::: Texte

Le Harcèlement moral en 8 questions
article paru dans Centrenews en juillet 2013

Depuis 2002, le harcèlement moral est un délit pénal en droit français. Il est défini par la répétition
d’agissements ayant pour objet ou pour effet une dégradation des conditions de travail susceptible
de porter atteinte aux droits et à la dignité du salarié, d’altérer sa santé physique ou mentale, ou de
compromettre son avenir professionnel.
Ces actes largement mis en avant lors de récents problèmes rencontrés par certaines grandes
entreprises (vague de suicides, lourdes dépressions,…) mettent en évidence l’actualité de cette
problématique et la difficulté pour le droit d’encadrer un phénomène à dominante psychologique.
Malgré la rareté des statistiques françaises, le Parlement européen a pu dégager quelques chiffres.
Environ 10% de salariés français sont touchés par ce « syndrome » principalement dans les secteurs de
la santé, de la grande distribution, du secteur bancaire et de l’hôtellerie. Ces évènements mettent en
exergue le fait que ce sont non seulement les simples particuliers qui peuvent être en cause mais
également les entreprises.

::::::

▸ Consignes
Reproduisez à l'identique la partie du texte sur le harcèlement moral qui s'ouvre sur les mots contenant « Depuis 2002, le » et se clôt sur « son avenir professionnel. ».

::: Données fournies

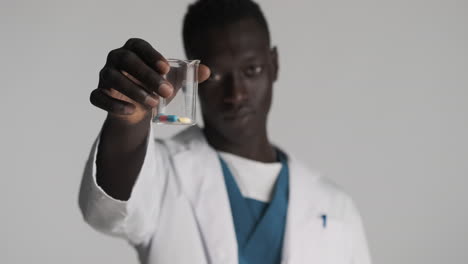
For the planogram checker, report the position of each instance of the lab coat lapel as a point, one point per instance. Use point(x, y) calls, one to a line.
point(202, 181)
point(304, 227)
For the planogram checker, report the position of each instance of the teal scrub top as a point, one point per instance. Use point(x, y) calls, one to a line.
point(259, 226)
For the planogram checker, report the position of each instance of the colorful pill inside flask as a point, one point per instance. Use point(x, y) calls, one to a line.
point(185, 120)
point(162, 118)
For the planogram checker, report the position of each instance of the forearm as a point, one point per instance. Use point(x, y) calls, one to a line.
point(121, 152)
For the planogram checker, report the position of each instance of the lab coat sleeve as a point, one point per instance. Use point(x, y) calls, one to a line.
point(136, 219)
point(357, 242)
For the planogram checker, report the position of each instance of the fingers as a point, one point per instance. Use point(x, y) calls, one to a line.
point(111, 78)
point(151, 57)
point(128, 61)
point(203, 73)
point(100, 99)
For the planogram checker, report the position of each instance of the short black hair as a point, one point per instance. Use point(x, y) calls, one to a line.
point(204, 14)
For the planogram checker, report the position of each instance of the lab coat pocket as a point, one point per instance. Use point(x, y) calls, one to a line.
point(333, 241)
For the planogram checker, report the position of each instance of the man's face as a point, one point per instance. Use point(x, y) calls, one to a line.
point(236, 99)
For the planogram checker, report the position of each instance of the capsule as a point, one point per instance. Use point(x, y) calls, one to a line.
point(185, 120)
point(172, 118)
point(162, 118)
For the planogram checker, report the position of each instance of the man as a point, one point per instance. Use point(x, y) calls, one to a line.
point(221, 194)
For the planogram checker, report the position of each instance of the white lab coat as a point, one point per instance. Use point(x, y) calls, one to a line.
point(179, 210)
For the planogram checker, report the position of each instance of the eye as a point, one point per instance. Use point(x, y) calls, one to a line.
point(215, 77)
point(253, 70)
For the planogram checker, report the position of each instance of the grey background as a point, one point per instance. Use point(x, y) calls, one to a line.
point(372, 93)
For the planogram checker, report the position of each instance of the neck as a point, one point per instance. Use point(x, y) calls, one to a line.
point(255, 147)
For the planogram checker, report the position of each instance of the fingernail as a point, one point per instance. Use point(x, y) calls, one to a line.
point(163, 67)
point(165, 90)
point(151, 101)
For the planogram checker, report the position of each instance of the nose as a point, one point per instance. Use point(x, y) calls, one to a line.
point(235, 90)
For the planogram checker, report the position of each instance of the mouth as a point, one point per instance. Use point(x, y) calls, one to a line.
point(237, 114)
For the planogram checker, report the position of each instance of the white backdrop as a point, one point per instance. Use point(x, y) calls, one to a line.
point(379, 104)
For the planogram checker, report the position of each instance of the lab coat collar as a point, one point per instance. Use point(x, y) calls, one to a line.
point(202, 181)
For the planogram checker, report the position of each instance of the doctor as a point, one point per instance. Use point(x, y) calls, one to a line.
point(219, 194)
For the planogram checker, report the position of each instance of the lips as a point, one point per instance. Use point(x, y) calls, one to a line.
point(237, 114)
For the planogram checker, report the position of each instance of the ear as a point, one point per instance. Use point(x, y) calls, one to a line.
point(274, 62)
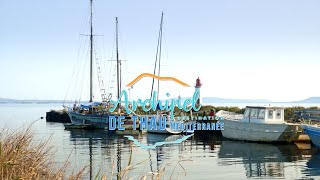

::::::

▸ Réponse
Depuis 2002, le harcèlement moral est un délit pénal en droit français. Il est défini par la répétition
d’agissements ayant pour objet ou pour effet une dégradation des conditions de travail susceptible
de porter atteinte aux droits et à la dignité du salarié, d’altérer sa santé physique ou mentale, ou de
compromettre son avenir professionnel.